During his time in Soviet nuclear programme, Kurchatov swore he would not cut his beard until the Soviet programme succeeded, and he continued to wear a large beard (often cut into eccentric styles) for the remainder of his life, earning him the nickname "The Beard". Kurchatov was a communist who had a portrait of Stalin by the time he died, and a member of Communist Party of the Soviet Union.

Two towns bear his name: Kurchatov Township in Kazakhstan, and Kurchatov near Kursk (the site of a nuclear power station), the Kurchatov Institute is named in his honour, and bears a large monument dedicated to him at the entrance. The crater Kurchatov on the Moon and the asteroid 2352 Kurchatov are also named after him. Many of his students also enjoyed distinguished careers, among them Andrei Sakharov, Viktor Adamsky, Yuri Babayev, Yuri Trutnev and Yuri Smirnov.

For his part in establishing the Soviet nuclear programme, in accordance with state decree 627-258, Kurchatov was awarded the title of Hero of Socialist Labor, the Stalin Prize First Class, the sum of 500,000 rubles (besides the earlier results of (50%) premium in the amount of 500,000 rubles) and a ZIS-110 car, a private house and cottage furnished by the state, a doubling of his salary and "the right (for life for him and his wife) to free travel by rail, water and air transport in the USSR". In all, he was:

- Member of the Soviet Academy of Sciences (elected in 1943)

# [Exercises]
[1] Copy out part of the passage about Kurchatov word for word. Begin at the words "During his time" and stop after "and Yuri Smirnov.".
[2] List every student of Kurchatov named in the passage about him.
[3] Carry on the passage about Kurchatov from its last line.

# [Excerpted data]
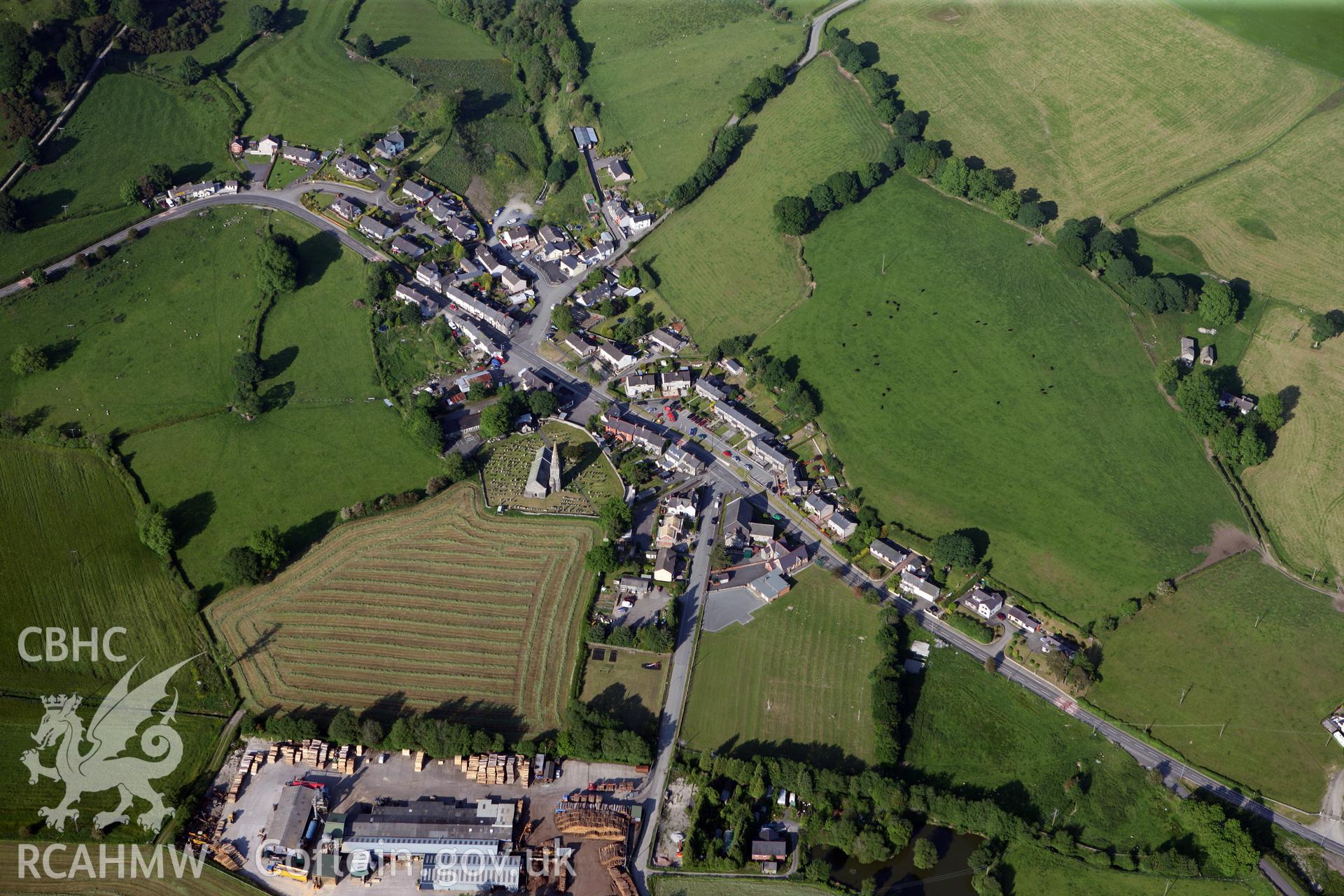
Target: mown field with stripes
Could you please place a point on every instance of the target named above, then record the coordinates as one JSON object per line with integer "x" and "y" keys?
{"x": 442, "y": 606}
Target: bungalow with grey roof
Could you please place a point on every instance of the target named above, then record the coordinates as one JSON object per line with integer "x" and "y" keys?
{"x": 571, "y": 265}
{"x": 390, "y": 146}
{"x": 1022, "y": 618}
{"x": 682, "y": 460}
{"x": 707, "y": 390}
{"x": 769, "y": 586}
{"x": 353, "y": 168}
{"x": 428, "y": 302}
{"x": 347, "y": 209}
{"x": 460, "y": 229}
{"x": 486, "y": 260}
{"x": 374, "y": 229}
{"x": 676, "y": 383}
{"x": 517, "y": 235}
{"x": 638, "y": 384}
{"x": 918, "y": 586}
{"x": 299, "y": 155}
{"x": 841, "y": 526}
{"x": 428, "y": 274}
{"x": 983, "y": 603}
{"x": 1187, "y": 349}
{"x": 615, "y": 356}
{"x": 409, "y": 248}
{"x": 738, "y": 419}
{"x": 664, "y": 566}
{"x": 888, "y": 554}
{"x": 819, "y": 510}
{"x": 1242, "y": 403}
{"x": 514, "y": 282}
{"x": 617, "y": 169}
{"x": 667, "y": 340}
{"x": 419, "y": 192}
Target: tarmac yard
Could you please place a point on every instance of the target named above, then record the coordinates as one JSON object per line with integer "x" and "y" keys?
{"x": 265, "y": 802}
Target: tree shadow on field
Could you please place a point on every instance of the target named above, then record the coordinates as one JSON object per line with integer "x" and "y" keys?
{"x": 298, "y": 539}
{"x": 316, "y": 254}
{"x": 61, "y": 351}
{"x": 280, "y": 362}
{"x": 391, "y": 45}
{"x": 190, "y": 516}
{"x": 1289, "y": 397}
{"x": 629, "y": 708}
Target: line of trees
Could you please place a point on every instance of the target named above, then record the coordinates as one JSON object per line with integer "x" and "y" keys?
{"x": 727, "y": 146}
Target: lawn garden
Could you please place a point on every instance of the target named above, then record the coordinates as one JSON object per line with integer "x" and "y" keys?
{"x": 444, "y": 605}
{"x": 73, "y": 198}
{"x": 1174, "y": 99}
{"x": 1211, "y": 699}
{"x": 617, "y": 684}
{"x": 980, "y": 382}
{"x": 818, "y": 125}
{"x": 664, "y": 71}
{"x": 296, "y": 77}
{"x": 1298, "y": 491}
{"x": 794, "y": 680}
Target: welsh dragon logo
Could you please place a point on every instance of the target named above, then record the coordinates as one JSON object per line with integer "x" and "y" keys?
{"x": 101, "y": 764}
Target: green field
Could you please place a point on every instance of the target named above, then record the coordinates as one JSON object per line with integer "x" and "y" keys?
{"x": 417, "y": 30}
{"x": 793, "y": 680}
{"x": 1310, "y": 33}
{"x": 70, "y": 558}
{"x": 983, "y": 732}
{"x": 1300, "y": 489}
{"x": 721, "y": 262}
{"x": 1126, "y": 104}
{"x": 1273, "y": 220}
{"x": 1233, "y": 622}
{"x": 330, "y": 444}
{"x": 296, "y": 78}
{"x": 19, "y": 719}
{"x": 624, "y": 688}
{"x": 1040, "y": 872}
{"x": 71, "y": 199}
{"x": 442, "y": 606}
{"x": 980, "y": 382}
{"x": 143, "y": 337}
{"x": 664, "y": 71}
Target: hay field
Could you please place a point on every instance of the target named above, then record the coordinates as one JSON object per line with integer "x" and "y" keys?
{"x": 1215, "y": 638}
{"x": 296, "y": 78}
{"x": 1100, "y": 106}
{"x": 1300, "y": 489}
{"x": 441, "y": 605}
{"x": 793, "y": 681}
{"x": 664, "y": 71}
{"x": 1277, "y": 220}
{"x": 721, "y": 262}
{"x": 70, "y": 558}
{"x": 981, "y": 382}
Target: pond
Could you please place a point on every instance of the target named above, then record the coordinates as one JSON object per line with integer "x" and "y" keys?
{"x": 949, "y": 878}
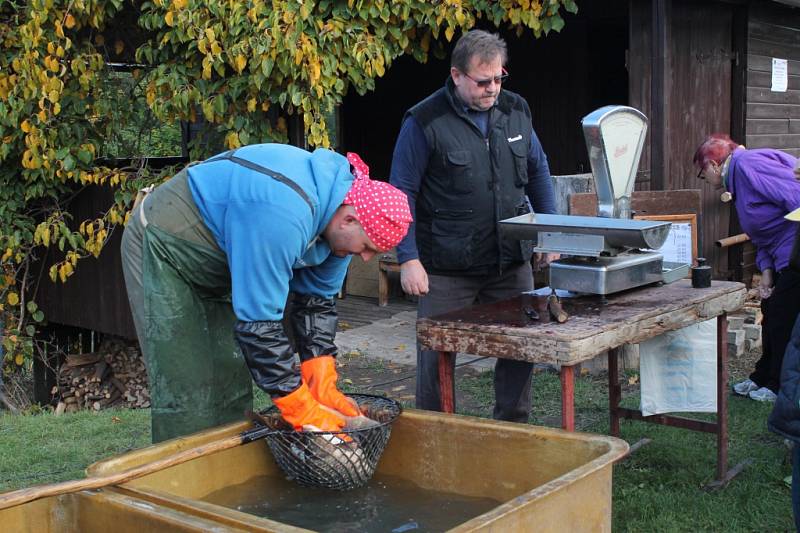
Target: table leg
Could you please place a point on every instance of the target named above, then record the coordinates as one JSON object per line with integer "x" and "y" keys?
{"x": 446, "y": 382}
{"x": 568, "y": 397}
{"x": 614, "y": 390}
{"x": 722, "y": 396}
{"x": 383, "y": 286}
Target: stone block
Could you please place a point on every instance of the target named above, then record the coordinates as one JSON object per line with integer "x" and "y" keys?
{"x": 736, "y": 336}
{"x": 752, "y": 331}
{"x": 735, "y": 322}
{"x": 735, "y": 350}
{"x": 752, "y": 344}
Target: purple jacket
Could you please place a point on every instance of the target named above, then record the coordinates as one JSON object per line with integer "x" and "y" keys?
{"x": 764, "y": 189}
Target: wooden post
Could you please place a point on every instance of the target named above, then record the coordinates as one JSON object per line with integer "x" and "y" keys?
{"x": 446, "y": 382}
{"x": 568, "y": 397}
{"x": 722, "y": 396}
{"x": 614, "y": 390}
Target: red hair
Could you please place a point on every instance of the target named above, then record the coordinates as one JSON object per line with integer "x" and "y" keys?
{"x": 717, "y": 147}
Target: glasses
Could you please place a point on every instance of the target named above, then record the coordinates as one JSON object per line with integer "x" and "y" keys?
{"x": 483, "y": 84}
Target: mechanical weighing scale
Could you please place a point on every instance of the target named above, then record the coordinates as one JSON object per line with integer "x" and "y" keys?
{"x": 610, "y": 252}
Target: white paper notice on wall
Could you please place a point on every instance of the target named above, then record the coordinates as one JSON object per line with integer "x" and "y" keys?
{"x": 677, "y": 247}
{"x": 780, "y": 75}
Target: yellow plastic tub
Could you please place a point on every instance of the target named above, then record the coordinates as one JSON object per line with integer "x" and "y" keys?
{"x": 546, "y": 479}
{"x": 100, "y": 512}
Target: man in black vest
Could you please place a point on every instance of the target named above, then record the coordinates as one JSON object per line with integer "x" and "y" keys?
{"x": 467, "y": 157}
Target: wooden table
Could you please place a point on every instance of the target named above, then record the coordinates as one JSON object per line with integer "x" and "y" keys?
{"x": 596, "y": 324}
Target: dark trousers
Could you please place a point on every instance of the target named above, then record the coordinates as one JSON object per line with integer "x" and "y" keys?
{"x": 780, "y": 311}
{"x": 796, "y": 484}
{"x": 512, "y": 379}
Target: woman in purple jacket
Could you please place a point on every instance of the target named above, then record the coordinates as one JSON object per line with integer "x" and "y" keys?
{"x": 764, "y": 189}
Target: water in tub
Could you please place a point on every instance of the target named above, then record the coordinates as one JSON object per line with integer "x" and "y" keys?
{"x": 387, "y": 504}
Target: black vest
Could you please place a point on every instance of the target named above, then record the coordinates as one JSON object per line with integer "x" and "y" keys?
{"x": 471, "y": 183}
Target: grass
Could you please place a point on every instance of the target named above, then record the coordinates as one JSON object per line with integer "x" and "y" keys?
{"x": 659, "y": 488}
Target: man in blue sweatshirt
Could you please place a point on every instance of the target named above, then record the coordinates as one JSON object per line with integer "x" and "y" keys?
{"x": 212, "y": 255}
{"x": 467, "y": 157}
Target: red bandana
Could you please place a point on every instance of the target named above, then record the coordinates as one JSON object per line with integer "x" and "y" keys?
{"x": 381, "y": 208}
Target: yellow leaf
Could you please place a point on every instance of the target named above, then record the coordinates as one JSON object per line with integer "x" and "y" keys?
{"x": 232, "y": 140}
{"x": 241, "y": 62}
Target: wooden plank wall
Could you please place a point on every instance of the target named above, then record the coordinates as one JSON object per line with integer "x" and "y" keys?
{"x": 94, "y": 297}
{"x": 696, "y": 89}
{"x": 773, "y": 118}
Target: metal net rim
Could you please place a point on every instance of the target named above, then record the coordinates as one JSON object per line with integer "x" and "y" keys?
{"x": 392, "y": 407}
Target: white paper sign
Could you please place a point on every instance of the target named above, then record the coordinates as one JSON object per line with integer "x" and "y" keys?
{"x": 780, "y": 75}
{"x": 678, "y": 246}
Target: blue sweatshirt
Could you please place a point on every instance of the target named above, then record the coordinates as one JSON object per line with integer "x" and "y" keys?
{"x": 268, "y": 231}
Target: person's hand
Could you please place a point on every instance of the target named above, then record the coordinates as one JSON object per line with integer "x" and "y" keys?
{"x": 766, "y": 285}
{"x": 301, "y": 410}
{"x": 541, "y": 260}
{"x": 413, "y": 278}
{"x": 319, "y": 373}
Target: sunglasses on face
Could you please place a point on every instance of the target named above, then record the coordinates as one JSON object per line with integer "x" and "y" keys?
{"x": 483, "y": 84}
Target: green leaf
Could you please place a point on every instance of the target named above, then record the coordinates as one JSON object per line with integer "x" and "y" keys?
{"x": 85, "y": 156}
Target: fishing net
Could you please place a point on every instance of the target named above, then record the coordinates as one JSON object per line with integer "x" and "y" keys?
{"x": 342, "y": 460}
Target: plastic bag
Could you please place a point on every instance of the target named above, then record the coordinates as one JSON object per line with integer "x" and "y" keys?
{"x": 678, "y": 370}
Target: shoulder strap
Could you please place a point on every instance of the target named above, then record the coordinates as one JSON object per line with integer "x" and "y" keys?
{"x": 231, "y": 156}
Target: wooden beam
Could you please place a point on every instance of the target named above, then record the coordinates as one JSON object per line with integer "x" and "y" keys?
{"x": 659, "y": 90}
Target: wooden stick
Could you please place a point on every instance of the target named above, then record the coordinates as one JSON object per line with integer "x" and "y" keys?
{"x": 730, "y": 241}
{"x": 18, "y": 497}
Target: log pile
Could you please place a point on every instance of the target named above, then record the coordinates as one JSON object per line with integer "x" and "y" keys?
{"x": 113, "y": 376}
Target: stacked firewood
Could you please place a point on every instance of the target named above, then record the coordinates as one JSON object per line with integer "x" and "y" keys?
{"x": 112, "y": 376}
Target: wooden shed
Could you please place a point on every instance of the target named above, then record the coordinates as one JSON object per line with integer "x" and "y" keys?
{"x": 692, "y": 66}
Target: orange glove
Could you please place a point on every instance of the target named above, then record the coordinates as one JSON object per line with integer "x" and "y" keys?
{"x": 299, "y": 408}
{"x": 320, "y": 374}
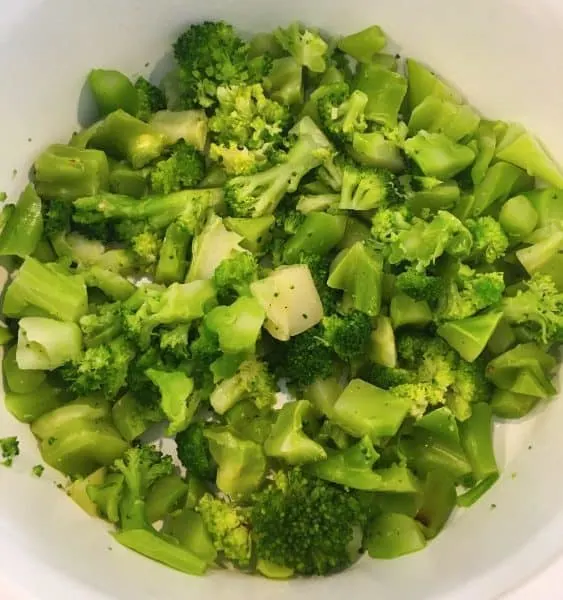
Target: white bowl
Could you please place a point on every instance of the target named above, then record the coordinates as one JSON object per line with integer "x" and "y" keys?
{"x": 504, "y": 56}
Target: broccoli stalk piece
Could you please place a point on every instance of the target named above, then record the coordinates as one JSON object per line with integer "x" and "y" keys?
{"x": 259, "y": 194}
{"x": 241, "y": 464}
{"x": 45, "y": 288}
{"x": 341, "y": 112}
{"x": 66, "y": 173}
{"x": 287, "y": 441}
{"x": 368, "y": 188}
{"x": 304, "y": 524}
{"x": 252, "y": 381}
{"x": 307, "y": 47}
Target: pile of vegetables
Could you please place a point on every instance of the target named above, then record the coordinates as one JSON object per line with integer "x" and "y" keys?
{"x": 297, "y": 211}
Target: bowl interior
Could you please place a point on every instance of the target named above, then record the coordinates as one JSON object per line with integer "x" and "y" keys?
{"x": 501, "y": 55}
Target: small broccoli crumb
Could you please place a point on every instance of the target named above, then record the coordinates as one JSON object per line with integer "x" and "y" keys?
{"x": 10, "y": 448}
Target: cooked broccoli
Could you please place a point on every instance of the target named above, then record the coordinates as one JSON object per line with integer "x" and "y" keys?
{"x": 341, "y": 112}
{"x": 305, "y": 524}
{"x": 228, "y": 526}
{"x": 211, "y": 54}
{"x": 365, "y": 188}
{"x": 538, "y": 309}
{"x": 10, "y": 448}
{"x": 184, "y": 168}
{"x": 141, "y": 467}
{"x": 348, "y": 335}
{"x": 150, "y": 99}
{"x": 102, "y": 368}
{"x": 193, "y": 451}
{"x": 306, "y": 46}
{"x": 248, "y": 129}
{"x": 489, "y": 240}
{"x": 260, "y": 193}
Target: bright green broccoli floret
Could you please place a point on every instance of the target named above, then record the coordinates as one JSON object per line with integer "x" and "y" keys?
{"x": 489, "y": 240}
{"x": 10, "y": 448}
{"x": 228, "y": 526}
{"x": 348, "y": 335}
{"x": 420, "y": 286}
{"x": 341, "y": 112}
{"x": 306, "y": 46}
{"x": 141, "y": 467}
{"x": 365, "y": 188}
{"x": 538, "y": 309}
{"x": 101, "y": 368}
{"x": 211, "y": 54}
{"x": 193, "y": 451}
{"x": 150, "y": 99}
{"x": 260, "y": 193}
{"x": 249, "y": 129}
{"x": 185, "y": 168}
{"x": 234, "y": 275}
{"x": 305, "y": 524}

# [Your responses]
[1]
During his time in Soviet nuclear programme, Kurchatov swore he would not cut his beard until the Soviet programme succeeded, and he continued to wear a large beard (often cut into eccentric styles) for the remainder of his life, earning him the nickname "The Beard". Kurchatov was a communist who had a portrait of Stalin by the time he died, and a member of Communist Party of the Soviet Union.

Two towns bear his name: Kurchatov Township in Kazakhstan, and Kurchatov near Kursk (the site of a nuclear power station), the Kurchatov Institute is named in his honour, and bears a large monument dedicated to him at the entrance. The crater Kurchatov on the Moon and the asteroid 2352 Kurchatov are also named after him. Many of his students also enjoyed distinguished careers, among them Andrei Sakharov, Viktor Adamsky, Yuri Babayev, Yuri Trutnev and Yuri Smirnov.

[2] Andrei Sakharov, Viktor Adamsky, Yuri Babayev, Yuri Trutnev, Yuri Smirnov

[3]
- Three times Hero of Socialist Labor (1949, 1951, 1954)
- Awarded five Orders of Lenin
- Awarded two Orders of the Red Banner
- Awarded the following medals: "For Victory over Germany", "For the defense of Sevastopol"
- Four times recipient of the Stalin Prize (1942, 1949, 1951, 1954)
- Recipient of the Lenin Prize (1957).

Kurchatov was buried in the Kremlin Wall in Moscow, a burial place reserved for top Soviet officials. In 1960 his institute was renamed to the I.V. Kurchatov Institute of Atomic Energy, and in 1991 to the Russian Research Centre Kurchatov Institute. The Kurchatov Medal was established by the Academy of Sciences for outstanding work in nuclear physics. In the Transfermium Wars element naming controversy, the USSR's proposed name for element 104 was "kurchatovium", Ku, in honor of Kurchatov. Element 104 is now known as rutherfordium.